• Text
===

A new social contract

The biggest question facing CDC is whether it can be accepted by the unions, and most importantly Unison. Unison are the public service workers union and the guarantees within the public service pension schemes dwarf all others, they are underwritten not by the private sector but (generally) by the tax-payer.

Unsurprisingly, these guarantees form part of the employment contracts of millions of public sector workers, who form the majority of Unison’s memberships. CDC, as it might be used as an alternative to the PPF, is an alarming prospect for the public sector. New Brunswick is an example of a Government system where the social contract on pensions is that there is a finite pot , a finite contribution and the pensions will be paid according to the capacity of the pot to pay.

This is a very much weaker promise than a guarantee on existing benefits. But the guarantee is only as good as the sponsor’s capacity to pay. Tata, BHS and Austin Reed have currently no solvent sponsor so CDC sounds interesting.

But if the door is left open for these schemes, it is also open to others, specifically the 1700 weak pension schemes identified by the Regulator. And if they were allowed to operate on a “we’ll do our best with what we’ve got” basis, would it be long before the solvent schemes and even the LGPS started knocking on the door?

There would have to be a radically new social contract between member and sponsor, one based on trust that the employer would do its best and that the member would accept that sometimes “best” might not be good enough.


The Alternative

The realists, those like Michael Johnson and L&G’s Nigel Wilson, who want to see more transparency in the publication of pension debt, point to the £4.1 bn undisclosed debt latent in the Pay as You Go, unfunded pensions operated by the Government. They rightly ask whether it is right there is a social contract in place to pay these people in full while the rest of Britain’s workforce get by on the thin gruel of DC pensions or DB promises (which may not be kept).

===

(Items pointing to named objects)
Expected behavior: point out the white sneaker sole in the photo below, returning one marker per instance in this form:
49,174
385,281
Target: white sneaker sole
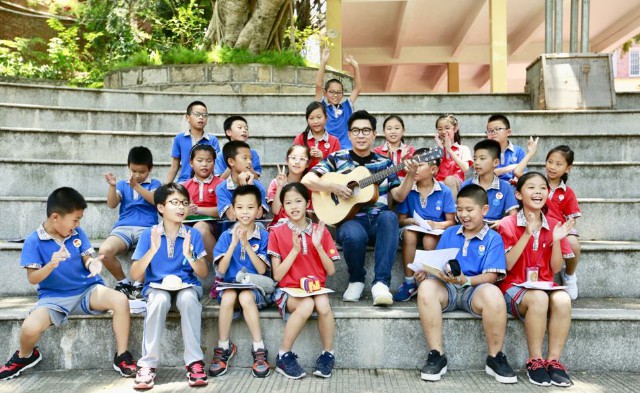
500,378
433,377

===

• Goal of the exercise
Could you copy out the pensions text, starting at the words "The realists, those" and stopping after "not be kept).", with "realists" changed to "pragmatists"?

• Written response
The pragmatists, those like Michael Johnson and L&G’s Nigel Wilson, who want to see more transparency in the publication of pension debt, point to the £4.1 bn undisclosed debt latent in the Pay as You Go, unfunded pensions operated by the Government. They rightly ask whether it is right there is a social contract in place to pay these people in full while the rest of Britain’s workforce get by on the thin gruel of DC pensions or DB promises (which may not be kept).